- [ASSIGNMENT]:
The listing, minus its pictures, is to be given again exactly.

- [DATA PROVIDED]:
<<<<
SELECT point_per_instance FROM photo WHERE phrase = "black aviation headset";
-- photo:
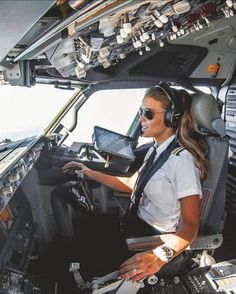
(172, 114)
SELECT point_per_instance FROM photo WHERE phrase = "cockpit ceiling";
(97, 35)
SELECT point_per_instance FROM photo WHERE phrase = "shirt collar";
(164, 144)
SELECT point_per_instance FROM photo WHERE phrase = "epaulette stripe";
(177, 150)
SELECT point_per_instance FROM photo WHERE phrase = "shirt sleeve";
(186, 176)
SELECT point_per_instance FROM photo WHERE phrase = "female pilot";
(170, 201)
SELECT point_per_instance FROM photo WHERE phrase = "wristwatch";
(164, 253)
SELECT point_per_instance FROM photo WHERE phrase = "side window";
(110, 109)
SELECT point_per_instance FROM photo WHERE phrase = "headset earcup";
(171, 118)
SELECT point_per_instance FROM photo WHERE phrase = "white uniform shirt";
(177, 178)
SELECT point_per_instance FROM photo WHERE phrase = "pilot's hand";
(73, 166)
(140, 266)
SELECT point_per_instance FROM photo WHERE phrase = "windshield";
(25, 112)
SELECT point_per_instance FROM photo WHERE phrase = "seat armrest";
(208, 242)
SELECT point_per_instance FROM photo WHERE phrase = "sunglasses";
(147, 112)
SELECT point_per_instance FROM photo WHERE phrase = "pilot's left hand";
(140, 266)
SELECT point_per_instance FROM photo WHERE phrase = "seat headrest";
(207, 114)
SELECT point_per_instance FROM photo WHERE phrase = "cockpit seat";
(207, 115)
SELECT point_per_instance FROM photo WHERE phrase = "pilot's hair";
(186, 130)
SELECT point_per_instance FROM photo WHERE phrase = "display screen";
(7, 218)
(113, 143)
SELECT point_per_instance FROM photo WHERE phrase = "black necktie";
(148, 163)
(141, 178)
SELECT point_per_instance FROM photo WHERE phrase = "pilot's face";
(152, 120)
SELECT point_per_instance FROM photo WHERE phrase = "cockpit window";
(110, 109)
(25, 112)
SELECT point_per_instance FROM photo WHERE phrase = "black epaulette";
(177, 150)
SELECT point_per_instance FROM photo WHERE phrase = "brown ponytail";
(188, 136)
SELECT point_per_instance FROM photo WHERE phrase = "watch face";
(168, 252)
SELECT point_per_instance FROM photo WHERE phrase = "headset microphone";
(140, 129)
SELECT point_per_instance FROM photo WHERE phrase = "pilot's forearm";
(107, 180)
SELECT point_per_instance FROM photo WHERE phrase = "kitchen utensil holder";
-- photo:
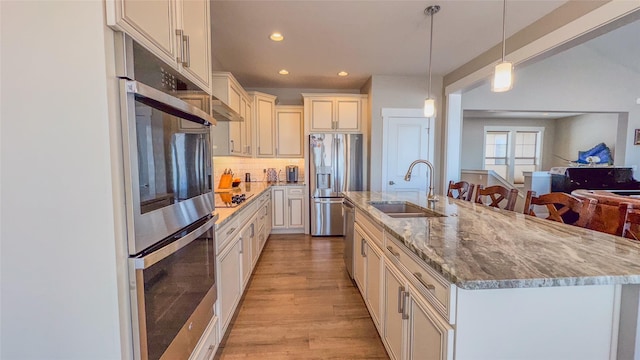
(225, 181)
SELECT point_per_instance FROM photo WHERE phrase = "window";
>>>>
- [SOLUTION TO THIS PROBLEM]:
SELECT point_per_instance FROM photo WHERE phrase = "black aviation headset";
-- photo:
(172, 114)
SELECT point_per_instance FROM photo WHERE phrase = "cockpit ceiling";
(97, 35)
SELECT point_per_instance FROM photo WHERE phrase = "shirt collar";
(164, 144)
SELECT point_per_instance FROM photo WHERE phrase = "epaulette stripe";
(177, 150)
SELECT point_per_instance FROM photo WHERE phrase = "shirt sleeve";
(186, 176)
SELECT point_per_instance FROM photo WHERE phrase = "female pilot";
(170, 201)
SELECT point_per_instance FROM photo WHERE phrase = "wristwatch";
(164, 253)
SELECT point_per_instance FROM photo WHERE phrase = "side window";
(110, 109)
SELECT point_per_instance FROM photo WHERE phrase = "headset earcup";
(171, 118)
SELECT point_per_instance FROM photo WHERE phrase = "white uniform shirt";
(177, 178)
SELECT point_per_instance FROM photo WHERE phrase = "pilot's hand";
(73, 166)
(140, 266)
SELECT point_per_instance FROM photo WHERE phrase = "windshield";
(25, 112)
SELECT point_per_instance FROM photo WHERE phrase = "seat armrest";
(208, 242)
SELECT point_per_instance FROM photo WHERE phrase = "sunglasses";
(147, 112)
SELECT point_per_instance FROM photo WHERE phrase = "pilot's left hand";
(140, 266)
SELECT point_per_instance FROM photo WHERE phrase = "seat headrest";
(207, 114)
SELECT point_per_instance FROM photo WHERE phrase = "cockpit seat";
(207, 115)
SELECT point_per_instance FROM photo WHERE phrase = "pilot's hair";
(186, 130)
SELECT point_per_instance FROM photo WHERE phrase = "display screen";
(7, 218)
(113, 143)
SELECT point_per_instance FROM photo WHERE phrase = "black necktie";
(148, 163)
(141, 178)
SELECT point_per_instance FROM photo WHERE phrase = "pilot's face";
(152, 120)
SELECT point_per_instance FROM photo WHERE phrase = "cockpit window";
(110, 109)
(25, 112)
SELECT point_per_instance FROM photo WHERE phrase = "black epaulette";
(177, 150)
SELECT point_per_instance FROM photo WHERE phrase = "brown ponytail";
(188, 136)
SELECT point_per_instance FROM photo WHERE phrase = "watch face";
(168, 252)
SELECT point_per_instance FROM photo WHERE phrase = "headset microphone";
(140, 129)
SELECT point_per_instance FROM photo WHERE phrase = "pilot's forearm";
(107, 180)
SELECT point_per_instance FROM photo WHERE phrase = "kitchen utensil holder";
-- photo:
(225, 181)
SELECT point_per_instance FROM photo WHERE phrase = "window";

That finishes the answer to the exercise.